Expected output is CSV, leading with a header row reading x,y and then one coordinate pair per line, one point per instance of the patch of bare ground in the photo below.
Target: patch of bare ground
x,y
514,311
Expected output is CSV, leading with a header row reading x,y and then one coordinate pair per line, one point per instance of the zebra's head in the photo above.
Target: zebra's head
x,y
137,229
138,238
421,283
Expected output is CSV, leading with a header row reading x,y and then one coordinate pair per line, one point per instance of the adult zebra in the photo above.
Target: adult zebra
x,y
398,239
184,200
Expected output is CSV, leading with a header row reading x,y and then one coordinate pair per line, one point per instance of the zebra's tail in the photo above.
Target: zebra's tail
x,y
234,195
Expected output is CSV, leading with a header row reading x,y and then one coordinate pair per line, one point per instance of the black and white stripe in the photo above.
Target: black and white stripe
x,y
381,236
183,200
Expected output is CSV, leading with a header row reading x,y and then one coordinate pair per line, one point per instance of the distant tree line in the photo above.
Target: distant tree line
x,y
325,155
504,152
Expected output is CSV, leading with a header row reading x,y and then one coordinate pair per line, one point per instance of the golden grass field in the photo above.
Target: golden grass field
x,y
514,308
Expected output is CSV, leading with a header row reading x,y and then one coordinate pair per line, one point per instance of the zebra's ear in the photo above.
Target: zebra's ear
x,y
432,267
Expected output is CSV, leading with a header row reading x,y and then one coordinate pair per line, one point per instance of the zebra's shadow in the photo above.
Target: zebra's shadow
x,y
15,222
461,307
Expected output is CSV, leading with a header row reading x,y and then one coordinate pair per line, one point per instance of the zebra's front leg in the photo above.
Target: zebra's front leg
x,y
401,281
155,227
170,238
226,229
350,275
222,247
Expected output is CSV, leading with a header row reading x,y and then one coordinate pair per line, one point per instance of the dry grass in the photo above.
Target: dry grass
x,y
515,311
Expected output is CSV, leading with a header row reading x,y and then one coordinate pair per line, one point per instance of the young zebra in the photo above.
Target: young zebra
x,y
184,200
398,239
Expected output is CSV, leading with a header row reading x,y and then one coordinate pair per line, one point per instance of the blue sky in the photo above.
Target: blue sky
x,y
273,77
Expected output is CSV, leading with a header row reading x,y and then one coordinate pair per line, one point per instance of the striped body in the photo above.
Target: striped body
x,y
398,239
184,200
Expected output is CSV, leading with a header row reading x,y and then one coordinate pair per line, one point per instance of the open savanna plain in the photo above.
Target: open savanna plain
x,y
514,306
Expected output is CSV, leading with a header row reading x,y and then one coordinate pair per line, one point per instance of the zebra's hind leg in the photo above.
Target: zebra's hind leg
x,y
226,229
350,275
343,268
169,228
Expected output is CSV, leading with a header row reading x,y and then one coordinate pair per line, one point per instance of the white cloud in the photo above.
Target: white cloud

### YOUR ASSIGNMENT
When the word "cloud" appears in a line of the listing, pull that line out.

### RESULT FOR THIS EXERCISE
Expected output is CSV, leading with a header row reading x,y and then one coordinate pair per line, one point per instance of the white cloud in the photo above.
Target: white cloud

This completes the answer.